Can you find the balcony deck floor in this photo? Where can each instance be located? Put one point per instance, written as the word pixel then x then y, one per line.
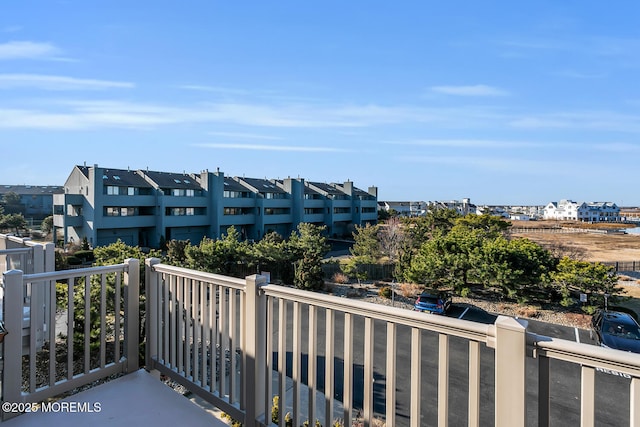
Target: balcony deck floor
pixel 134 399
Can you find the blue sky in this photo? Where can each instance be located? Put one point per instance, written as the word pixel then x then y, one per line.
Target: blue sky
pixel 504 102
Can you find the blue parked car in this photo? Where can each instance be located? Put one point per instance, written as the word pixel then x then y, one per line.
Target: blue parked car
pixel 432 303
pixel 613 329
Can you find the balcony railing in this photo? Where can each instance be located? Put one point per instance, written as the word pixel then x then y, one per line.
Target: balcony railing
pixel 238 343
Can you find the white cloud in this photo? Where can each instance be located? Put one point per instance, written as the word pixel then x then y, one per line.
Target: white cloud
pixel 262 147
pixel 474 90
pixel 47 82
pixel 12 29
pixel 28 50
pixel 467 143
pixel 242 135
pixel 214 89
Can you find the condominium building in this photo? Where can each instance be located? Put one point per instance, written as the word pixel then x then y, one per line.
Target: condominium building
pixel 582 211
pixel 143 208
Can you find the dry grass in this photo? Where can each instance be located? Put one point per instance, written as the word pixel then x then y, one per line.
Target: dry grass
pixel 408 290
pixel 340 278
pixel 581 320
pixel 590 246
pixel 528 312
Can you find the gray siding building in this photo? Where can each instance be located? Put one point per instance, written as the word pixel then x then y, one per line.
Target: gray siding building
pixel 143 208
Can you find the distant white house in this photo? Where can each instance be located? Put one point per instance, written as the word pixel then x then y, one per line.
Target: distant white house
pixel 582 211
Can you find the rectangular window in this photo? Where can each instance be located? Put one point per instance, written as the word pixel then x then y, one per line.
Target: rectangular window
pixel 341 210
pixel 238 211
pixel 274 195
pixel 313 211
pixel 277 211
pixel 235 194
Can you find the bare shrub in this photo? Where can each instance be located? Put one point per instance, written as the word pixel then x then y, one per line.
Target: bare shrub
pixel 329 287
pixel 408 290
pixel 340 278
pixel 581 319
pixel 528 312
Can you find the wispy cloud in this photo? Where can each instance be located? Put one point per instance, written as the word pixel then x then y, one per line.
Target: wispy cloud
pixel 47 82
pixel 495 164
pixel 241 135
pixel 473 90
pixel 467 143
pixel 12 29
pixel 264 147
pixel 29 50
pixel 594 120
pixel 215 89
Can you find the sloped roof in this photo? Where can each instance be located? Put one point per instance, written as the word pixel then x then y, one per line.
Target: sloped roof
pixel 31 189
pixel 233 185
pixel 122 178
pixel 172 180
pixel 326 188
pixel 263 185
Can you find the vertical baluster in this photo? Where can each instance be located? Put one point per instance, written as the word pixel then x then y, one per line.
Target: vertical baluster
pixel 233 382
pixel 313 355
pixel 391 375
pixel 416 376
pixel 368 371
pixel 297 355
pixel 544 387
pixel 474 384
pixel 282 358
pixel 269 359
pixel 180 313
pixel 224 341
pixel 173 319
pixel 443 380
pixel 87 320
pixel 52 326
pixel 329 367
pixel 188 322
pixel 103 317
pixel 347 391
pixel 116 326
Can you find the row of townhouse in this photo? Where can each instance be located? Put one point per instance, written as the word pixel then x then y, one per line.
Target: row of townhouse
pixel 142 207
pixel 582 211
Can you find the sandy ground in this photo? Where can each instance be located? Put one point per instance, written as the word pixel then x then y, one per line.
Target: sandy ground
pixel 587 246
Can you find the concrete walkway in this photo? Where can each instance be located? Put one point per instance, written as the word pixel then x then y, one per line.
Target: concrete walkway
pixel 137 399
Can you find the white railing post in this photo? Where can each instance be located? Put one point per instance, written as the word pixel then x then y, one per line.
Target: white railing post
pixel 132 313
pixel 151 322
pixel 49 257
pixel 13 303
pixel 255 352
pixel 510 373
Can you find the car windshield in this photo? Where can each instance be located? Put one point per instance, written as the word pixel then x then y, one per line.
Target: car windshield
pixel 428 299
pixel 623 330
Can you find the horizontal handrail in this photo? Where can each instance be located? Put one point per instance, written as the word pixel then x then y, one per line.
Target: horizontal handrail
pixel 15 251
pixel 63 274
pixel 580 353
pixel 218 279
pixel 456 327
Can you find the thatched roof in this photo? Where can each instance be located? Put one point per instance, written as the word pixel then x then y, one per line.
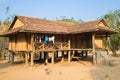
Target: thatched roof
pixel 35 25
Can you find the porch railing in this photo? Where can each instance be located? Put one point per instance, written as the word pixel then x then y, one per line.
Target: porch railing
pixel 50 46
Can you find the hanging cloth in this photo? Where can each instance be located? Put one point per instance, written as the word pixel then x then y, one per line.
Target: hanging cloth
pixel 46 39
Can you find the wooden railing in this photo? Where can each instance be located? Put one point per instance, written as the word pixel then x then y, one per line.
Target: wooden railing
pixel 51 46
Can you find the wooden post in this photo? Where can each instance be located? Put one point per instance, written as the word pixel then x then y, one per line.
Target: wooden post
pixel 93 48
pixel 26 59
pixel 107 43
pixel 52 57
pixel 32 59
pixel 12 57
pixel 69 45
pixel 69 56
pixel 86 54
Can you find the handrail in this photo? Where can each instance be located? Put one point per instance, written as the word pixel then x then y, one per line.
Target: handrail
pixel 45 46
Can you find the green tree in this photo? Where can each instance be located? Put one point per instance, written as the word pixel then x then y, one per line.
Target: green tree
pixel 113 20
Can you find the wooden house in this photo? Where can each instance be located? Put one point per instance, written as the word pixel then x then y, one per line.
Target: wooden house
pixel 33 35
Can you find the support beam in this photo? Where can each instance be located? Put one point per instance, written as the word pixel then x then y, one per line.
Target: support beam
pixel 26 59
pixel 32 59
pixel 46 57
pixel 93 48
pixel 69 56
pixel 53 57
pixel 12 57
pixel 107 44
pixel 62 55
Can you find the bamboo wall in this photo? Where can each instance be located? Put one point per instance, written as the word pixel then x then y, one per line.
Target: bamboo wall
pixel 20 42
pixel 17 24
pixel 98 43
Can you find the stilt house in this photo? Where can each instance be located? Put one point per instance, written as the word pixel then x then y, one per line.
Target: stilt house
pixel 33 35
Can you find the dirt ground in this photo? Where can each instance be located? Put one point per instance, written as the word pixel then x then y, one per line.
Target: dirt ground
pixel 59 71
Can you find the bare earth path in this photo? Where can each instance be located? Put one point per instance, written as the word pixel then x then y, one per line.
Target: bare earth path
pixel 59 71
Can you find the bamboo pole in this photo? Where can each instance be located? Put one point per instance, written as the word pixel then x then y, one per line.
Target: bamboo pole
pixel 26 58
pixel 93 48
pixel 32 60
pixel 53 57
pixel 69 47
pixel 69 56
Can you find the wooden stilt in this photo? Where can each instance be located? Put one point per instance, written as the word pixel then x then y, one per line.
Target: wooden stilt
pixel 12 57
pixel 53 58
pixel 40 55
pixel 46 57
pixel 86 54
pixel 69 56
pixel 32 59
pixel 62 55
pixel 93 46
pixel 26 59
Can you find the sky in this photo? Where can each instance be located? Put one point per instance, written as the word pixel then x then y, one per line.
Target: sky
pixel 56 9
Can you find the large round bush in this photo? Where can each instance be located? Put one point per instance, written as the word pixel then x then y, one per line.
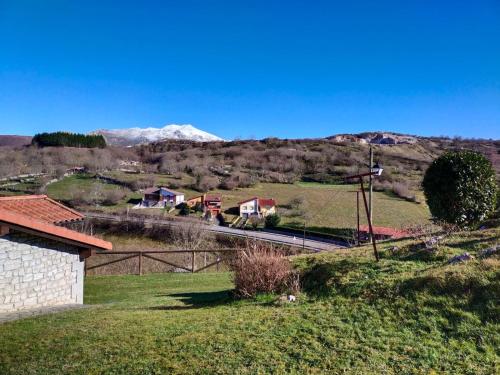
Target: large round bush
pixel 460 188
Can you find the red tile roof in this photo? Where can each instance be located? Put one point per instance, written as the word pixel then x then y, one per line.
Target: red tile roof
pixel 37 214
pixel 40 207
pixel 384 231
pixel 267 202
pixel 28 224
pixel 247 200
pixel 215 198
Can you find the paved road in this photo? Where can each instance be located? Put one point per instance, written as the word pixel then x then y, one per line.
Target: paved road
pixel 316 244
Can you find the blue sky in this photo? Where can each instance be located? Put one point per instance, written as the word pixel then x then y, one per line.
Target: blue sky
pixel 252 68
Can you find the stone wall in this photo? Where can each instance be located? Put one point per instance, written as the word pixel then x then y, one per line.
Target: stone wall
pixel 36 272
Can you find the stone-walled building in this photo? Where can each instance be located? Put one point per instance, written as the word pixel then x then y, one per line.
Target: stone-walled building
pixel 41 262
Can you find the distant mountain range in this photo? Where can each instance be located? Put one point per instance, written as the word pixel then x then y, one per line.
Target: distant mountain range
pixel 136 136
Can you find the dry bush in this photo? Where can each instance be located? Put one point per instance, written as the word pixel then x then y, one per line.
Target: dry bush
pixel 259 268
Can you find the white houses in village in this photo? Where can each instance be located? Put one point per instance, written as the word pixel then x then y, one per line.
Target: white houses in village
pixel 161 197
pixel 255 206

__________

> [PROMPT] Write out again in full every line above, from the one containing "Can you find the balcony railing" through the one containing "pixel 238 343", request line included, and shift each coordinate in the answers up by 37.

> [FINAL RESULT]
Can you find the balcony railing in this photo? Where can each instance be located? Put one point per instance, written as the word pixel then x then y, one per line.
Target: balcony railing
pixel 275 380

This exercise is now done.